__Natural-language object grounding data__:
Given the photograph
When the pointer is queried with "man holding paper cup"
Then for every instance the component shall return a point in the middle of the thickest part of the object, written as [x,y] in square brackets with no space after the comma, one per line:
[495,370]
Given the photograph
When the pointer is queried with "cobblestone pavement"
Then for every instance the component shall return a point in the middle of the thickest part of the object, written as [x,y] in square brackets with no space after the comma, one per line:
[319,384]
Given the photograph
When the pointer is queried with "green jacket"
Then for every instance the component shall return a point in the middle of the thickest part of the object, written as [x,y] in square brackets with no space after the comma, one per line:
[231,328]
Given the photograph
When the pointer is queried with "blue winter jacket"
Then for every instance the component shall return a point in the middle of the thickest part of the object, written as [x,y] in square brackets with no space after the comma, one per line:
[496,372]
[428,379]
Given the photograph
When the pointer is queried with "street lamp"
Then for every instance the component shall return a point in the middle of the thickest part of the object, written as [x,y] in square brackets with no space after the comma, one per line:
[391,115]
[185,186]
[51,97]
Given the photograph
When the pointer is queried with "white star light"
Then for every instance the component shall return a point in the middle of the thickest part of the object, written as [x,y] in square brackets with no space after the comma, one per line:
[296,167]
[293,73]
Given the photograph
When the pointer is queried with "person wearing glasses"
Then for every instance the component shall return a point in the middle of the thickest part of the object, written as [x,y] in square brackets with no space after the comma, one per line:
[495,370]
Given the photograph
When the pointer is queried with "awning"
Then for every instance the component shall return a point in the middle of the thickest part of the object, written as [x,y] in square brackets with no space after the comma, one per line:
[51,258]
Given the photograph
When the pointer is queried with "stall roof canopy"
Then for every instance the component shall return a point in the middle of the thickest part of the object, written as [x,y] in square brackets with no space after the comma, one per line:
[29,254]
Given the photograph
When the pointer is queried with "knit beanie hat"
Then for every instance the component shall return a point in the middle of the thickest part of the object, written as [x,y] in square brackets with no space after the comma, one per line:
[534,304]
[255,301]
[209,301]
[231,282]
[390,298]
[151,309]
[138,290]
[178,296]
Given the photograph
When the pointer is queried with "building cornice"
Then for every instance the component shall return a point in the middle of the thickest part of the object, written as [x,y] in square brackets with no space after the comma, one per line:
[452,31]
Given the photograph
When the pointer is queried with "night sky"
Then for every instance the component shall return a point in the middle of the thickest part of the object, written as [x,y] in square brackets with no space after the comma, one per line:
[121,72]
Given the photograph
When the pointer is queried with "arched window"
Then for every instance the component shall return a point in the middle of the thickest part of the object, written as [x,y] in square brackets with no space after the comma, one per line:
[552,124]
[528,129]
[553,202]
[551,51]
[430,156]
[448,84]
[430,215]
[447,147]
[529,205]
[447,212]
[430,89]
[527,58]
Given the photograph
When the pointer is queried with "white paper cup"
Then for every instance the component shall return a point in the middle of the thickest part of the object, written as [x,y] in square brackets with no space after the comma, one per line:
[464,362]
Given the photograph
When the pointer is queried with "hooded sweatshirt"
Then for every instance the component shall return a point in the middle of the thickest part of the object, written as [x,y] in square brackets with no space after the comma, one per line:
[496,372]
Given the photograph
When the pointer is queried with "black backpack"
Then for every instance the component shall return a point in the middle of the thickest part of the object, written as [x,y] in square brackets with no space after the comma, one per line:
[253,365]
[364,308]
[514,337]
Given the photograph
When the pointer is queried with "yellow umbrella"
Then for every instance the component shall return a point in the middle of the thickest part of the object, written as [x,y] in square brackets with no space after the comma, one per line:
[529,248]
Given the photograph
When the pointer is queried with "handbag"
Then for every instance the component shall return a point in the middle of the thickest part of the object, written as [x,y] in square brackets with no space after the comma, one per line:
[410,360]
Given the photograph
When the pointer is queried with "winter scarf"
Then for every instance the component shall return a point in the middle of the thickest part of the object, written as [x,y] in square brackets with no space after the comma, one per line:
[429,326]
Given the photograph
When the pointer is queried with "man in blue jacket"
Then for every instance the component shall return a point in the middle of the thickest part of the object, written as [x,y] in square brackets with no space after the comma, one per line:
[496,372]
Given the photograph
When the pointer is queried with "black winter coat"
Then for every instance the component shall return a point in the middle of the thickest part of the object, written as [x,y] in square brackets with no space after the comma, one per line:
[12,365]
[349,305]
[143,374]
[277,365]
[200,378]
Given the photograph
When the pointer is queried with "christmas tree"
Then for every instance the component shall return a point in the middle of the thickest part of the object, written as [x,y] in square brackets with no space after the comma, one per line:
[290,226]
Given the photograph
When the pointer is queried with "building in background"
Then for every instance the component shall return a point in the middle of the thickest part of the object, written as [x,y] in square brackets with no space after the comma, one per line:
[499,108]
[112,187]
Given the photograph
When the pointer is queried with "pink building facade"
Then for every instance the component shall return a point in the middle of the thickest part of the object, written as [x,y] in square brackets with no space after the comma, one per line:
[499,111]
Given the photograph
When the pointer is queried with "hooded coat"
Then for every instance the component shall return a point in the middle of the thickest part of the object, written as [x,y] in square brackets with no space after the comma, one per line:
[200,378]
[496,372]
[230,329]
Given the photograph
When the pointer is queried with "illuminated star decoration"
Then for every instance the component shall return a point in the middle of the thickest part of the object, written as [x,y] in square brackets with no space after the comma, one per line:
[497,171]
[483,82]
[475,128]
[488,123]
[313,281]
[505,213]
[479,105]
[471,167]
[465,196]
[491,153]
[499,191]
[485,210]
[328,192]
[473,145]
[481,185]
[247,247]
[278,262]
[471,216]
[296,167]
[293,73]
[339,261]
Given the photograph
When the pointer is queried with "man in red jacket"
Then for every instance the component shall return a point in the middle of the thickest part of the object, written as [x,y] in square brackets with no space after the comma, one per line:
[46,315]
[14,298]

__TASK DESCRIPTION__: All of the data above must be repeated exactly.

__YOUR RESPONSE__:
Given the photograph
When the pointer is queried with "man holding paper cup"
Then for every instance the component shall return a point in the middle of the thickest part of the object, written as [x,y] in square brackets with no space after the comma, one per line:
[495,370]
Given the photograph
When the pointer is queried with "cobblestone pavement"
Then for every instance the component shall return a point in the middle of the thickest part of the object, written as [x,y] in square brackets with no space after the comma, one per line:
[319,384]
Given the photograph
When the pointer is queried with "green jacket"
Then for every instance the component shall return a point in the middle of the thickest part of the object, written as [x,y] in square brackets with no space after the comma, one per line:
[231,328]
Given the photograph
When the pointer is queried with "blue winter jacket"
Then for every instance the component shall return a point in the middle of the thickest part of the object, written as [x,y] in square brackets with no space after the comma, one per line:
[496,372]
[428,379]
Given the photograph
When the pointer is queried with "street lamp"
Then for every instance the component shall return a point in the middle of the thickest part of the object, written as [x,y] in square brackets with no space after the comma, one per line:
[391,115]
[185,186]
[51,97]
Given the photograph
When the pointer is queried with "white star light"
Then for every instance the component shall return a point in the middle of the thickest part of the object, written as [x,y] in square brackets with no space after the comma, one per line:
[296,167]
[293,73]
Given the photograph
When the pointer is queried with "person wearing glasses"
Then for every instance the component shall return a point in the middle of the thickest part of the object, written as [x,y] in square brackets with no space after the comma, one per line:
[495,370]
Given the photograph
When the pointer is queried with "awning"
Then for every instance the component shall return a point in the middle of the thickest part of the object, written as [x,y] in square brackets with no space after the comma, one per line:
[51,258]
Given the photograph
When the pointer is queried with "stall roof canopy"
Then for every instance the component shall return a point in the middle of the thickest part of the object, written as [x,y] in square brackets with no space after the comma, one per line:
[29,254]
Given the photograph
When the pointer is queried with "knit beanie hat"
Then for every instance the component shall return a point in the middle of the thickest part of the object, written as [x,y] in square brackets with no space after the comma, one per line:
[534,304]
[255,301]
[209,301]
[231,282]
[390,298]
[151,309]
[138,290]
[178,296]
Given the photograph
When the pointer is queried with "building cornice"
Then for every instance the component shall return a point in the middle of the thickest part of the object, written as [x,y] in square brackets with no space after the comma, one per line:
[452,31]
Given the photograph
When the pointer is queried with "night sky"
Then for every instance the component shall return a point in the middle of the thickest part of the object, written as [x,y] in square brackets with no space after the comma, one per line:
[121,72]
Given the photograph
When the pointer is queried with "arched window"
Then for every instance the component shall return a point in the middle of the thickest part of the object, written as [x,y] in square brackets with no space after the comma, one per line:
[552,124]
[528,129]
[553,202]
[551,51]
[430,156]
[448,84]
[430,215]
[447,147]
[529,205]
[447,212]
[430,89]
[527,58]
Given the photograph
When the pointer is queried with "white paper cup"
Then for every instance the component shall return a point in the middle of the thickest part of the object, written as [x,y] in square brackets with no space after the comma, one per line:
[464,362]
Given the photograph
When the pointer is queried with "hooded sweatshirt"
Then for every instance the component shall return a point in the middle of the thickest part of the object, written as [x,y] in square brackets with no space after the comma, one per line:
[496,372]
Given the photograph
When the pointer is queried with "black backpack"
Then for every instance the component shall return a point in the middle of the thickest part of the object, written as [x,y] in square brackets with no space after the comma, one per line:
[253,365]
[364,308]
[514,337]
Given the photograph
When the pointer is queried with "yellow umbrella"
Then for every instance the component shall return a point in the middle of the thickest part of the object, written as [x,y] in square brackets with no space after the comma, one per line:
[529,248]
Given the photograph
When the pointer is queried with "handbag"
Then for every instance the component shall return a point in the middle of the thickest part of the object, written as [x,y] in square brackets with no space after the comma, one per line:
[410,360]
Given the photograph
When the pointer is queried with "winter scarf"
Then for every instance the component shall return a point in the middle of the thickest part of the object, written as [x,y] in square brackets with no space after the comma, one per line:
[429,326]
Given the photograph
When the pointer is queried with "man in blue jacket"
Then for every instance the component shall return a point in the middle of the thickest part of the object, written as [x,y] in square brackets with no space after the comma, one per line:
[496,372]
Given the photograph
When the pointer is queried with "black winter coat"
Then for every instance the component shall return a point in the middle of the thickest part of the object, written as [x,y] in square brackets with no space after the comma, one per line:
[12,365]
[349,305]
[143,374]
[277,365]
[200,378]
Given the photograph
When the pointer is queried with "christmas tree"
Then for every instance the component shall return a point in the middle of the thickest part of the object, written as [x,y] in square brackets with no space after the comma, one per line:
[290,226]
Given the photograph
When the pointer is queried with "building in background"
Then for every instance the component shall return a point in the middle of the thickest part of the object, written as [x,y] in square brackets with no space after the comma, one per line:
[499,108]
[112,187]
Given the photograph
When the pointer is queried with "pink building facade"
Then for every instance the component shall return a point in the middle of the thickest part of the object, written as [x,y] in square brackets with no space after the comma, one per line:
[499,111]
Given the photograph
When the pointer is queried with "hooded coat"
Then for every instance the component shall return a point in the middle of the thickest part of the object, written as [x,y] in square brackets with no space after the comma, one per line:
[200,378]
[496,372]
[230,329]
Given the photograph
When the pointer is queried with "illuminated star decoration"
Then for every instance the component shall return a point in the middle of the thickest part of the object, written as [x,y] in square brackets with no space after the comma, one per line:
[497,171]
[483,82]
[475,128]
[488,123]
[313,281]
[505,213]
[479,105]
[471,167]
[465,196]
[491,153]
[499,191]
[485,210]
[328,192]
[473,145]
[481,185]
[247,247]
[278,262]
[471,216]
[296,167]
[293,73]
[339,261]
Given the photograph
When the pointer is queried with "man in red jacket"
Then for every instance the component shall return a point in the middle of the thickest part of the object, written as [x,y] in square brackets with no space after the comma, one per line:
[46,315]
[14,298]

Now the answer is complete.